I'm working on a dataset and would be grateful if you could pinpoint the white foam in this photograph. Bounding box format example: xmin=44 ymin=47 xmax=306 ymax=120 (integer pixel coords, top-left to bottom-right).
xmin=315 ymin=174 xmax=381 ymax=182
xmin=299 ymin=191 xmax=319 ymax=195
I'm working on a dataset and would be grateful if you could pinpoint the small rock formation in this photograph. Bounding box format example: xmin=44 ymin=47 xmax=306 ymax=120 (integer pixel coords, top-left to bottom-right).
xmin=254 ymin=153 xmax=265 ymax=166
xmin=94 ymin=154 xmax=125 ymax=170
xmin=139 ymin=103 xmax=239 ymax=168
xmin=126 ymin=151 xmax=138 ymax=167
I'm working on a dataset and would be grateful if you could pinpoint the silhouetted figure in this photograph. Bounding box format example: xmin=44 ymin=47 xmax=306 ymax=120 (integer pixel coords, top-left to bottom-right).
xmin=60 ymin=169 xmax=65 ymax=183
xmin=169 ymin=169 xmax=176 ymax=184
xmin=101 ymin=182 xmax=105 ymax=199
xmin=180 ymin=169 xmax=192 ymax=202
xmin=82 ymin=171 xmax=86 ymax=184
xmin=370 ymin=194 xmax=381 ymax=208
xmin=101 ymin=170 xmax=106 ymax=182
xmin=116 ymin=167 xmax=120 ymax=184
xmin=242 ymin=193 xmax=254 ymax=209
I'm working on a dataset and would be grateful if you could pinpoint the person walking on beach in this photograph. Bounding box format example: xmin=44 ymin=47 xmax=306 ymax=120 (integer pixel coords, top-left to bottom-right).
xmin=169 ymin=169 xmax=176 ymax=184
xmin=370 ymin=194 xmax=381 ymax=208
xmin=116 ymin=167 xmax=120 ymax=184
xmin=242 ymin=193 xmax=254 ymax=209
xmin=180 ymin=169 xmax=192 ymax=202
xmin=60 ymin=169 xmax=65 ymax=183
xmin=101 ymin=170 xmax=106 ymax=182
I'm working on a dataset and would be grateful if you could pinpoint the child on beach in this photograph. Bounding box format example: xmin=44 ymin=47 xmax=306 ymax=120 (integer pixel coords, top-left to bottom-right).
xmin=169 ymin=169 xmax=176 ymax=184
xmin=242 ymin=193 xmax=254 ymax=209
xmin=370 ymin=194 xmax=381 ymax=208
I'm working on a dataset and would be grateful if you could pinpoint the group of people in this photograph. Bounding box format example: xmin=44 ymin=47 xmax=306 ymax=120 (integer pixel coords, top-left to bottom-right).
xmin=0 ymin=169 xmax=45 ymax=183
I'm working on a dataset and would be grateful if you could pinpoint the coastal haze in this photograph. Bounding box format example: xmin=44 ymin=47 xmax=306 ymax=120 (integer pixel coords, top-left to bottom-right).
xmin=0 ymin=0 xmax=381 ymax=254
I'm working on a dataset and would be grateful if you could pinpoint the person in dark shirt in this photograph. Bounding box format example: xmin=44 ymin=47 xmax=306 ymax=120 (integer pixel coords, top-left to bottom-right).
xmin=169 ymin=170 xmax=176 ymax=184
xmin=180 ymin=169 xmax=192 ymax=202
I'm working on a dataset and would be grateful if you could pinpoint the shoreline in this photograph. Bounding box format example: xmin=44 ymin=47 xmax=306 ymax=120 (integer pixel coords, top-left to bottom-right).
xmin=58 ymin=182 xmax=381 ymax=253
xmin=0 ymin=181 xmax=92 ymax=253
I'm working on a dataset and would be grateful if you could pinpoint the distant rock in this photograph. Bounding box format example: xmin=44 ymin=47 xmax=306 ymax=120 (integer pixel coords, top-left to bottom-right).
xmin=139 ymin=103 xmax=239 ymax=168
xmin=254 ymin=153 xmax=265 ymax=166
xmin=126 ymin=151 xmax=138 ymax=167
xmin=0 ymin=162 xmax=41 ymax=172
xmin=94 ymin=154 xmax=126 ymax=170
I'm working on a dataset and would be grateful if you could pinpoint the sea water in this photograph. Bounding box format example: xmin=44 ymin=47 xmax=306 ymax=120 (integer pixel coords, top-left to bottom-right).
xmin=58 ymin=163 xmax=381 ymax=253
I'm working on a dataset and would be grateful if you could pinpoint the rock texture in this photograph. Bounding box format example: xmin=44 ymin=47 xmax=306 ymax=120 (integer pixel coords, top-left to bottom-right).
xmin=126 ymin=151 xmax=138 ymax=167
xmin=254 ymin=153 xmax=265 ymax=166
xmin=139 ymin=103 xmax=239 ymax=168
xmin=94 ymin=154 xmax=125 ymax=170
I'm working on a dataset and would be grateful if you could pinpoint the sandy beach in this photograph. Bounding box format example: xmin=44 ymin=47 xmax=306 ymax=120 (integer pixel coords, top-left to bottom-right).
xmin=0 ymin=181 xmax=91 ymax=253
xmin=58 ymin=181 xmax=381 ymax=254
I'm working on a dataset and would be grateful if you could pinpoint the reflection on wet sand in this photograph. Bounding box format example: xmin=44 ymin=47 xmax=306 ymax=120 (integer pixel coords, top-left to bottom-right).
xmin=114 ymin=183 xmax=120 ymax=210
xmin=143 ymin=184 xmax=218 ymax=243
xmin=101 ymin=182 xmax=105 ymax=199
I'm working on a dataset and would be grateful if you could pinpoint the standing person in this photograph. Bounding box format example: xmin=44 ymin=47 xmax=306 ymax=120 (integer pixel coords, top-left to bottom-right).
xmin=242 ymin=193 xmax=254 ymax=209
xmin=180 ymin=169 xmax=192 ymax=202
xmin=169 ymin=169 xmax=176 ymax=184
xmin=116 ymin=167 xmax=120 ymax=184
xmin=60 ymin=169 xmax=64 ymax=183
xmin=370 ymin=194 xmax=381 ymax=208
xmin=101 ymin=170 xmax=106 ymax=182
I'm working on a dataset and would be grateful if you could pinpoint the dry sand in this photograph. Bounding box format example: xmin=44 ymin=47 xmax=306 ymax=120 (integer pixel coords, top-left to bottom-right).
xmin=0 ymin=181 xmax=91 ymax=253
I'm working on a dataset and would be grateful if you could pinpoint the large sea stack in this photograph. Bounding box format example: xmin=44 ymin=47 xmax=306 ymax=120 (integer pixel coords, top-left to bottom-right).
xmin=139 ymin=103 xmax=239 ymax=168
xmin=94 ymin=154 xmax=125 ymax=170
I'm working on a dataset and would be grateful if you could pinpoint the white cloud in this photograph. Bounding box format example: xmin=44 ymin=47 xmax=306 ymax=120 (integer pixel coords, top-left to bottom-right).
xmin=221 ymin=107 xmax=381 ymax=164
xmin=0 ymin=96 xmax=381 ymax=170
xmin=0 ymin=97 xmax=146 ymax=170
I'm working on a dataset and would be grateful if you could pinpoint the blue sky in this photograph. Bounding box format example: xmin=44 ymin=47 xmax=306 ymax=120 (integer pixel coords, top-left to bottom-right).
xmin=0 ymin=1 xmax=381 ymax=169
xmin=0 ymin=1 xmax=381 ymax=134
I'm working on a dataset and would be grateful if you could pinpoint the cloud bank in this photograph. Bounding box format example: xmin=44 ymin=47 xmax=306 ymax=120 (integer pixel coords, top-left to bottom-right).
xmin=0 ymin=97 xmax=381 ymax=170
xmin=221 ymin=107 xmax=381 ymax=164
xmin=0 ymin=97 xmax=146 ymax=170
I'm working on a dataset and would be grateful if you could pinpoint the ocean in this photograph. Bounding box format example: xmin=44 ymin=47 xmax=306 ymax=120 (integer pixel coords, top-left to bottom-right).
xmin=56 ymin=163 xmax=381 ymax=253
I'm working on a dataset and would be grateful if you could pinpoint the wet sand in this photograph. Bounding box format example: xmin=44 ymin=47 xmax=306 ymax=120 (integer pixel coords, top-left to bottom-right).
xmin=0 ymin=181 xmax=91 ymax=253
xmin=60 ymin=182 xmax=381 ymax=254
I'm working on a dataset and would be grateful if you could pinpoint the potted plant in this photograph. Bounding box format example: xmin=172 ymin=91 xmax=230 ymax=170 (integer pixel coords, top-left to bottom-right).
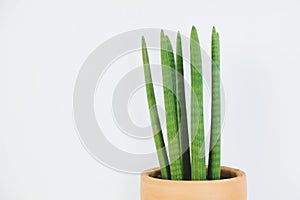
xmin=141 ymin=27 xmax=247 ymax=200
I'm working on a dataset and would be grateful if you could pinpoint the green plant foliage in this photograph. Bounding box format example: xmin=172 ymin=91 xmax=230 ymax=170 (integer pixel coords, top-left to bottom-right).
xmin=176 ymin=32 xmax=191 ymax=180
xmin=142 ymin=37 xmax=171 ymax=179
xmin=208 ymin=28 xmax=221 ymax=180
xmin=190 ymin=26 xmax=206 ymax=180
xmin=142 ymin=26 xmax=221 ymax=180
xmin=161 ymin=31 xmax=183 ymax=180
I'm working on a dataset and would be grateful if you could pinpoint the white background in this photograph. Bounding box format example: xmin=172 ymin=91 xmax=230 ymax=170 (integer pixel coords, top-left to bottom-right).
xmin=0 ymin=0 xmax=300 ymax=200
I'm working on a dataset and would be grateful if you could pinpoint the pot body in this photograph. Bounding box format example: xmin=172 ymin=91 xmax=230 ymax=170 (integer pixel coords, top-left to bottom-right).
xmin=141 ymin=167 xmax=247 ymax=200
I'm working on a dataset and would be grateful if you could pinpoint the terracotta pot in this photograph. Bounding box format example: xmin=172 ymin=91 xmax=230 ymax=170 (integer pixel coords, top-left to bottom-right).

========

Set problem: Copy out everything from the line containing "pinpoint the child" down to the line containing "xmin=0 ymin=0 xmax=381 ymax=254", both included, and nothing else. Keep the requests unchanged, but multiply every bounding-box coordinate in the answers by 1.7, rounding to whole numbers with halves going up; leave the numbers in the requests and their format samples as they are.

Expected output:
I'm working on a dataset and would be grateful if you could pinpoint the child on beach in this photograph. Bounding box format example: xmin=44 ymin=47 xmax=306 ymax=120 (integer pixel coords, top-left to bottom-right).
xmin=287 ymin=287 xmax=299 ymax=313
xmin=411 ymin=328 xmax=432 ymax=355
xmin=629 ymin=330 xmax=648 ymax=354
I'm working on a dataset and would be grateful if you could pinpoint the group of people in this photograph. Bounding box format example: xmin=44 ymin=47 xmax=306 ymax=120 (integer pixel coords, top-left to bottom-right).
xmin=0 ymin=287 xmax=77 ymax=311
I'm working on a dataset and would be grateful if you could pinpoint the coastal haze in this photograph. Bounding box format example: xmin=44 ymin=47 xmax=306 ymax=120 (integer pixel coords, top-left to bottom-right).
xmin=0 ymin=0 xmax=648 ymax=432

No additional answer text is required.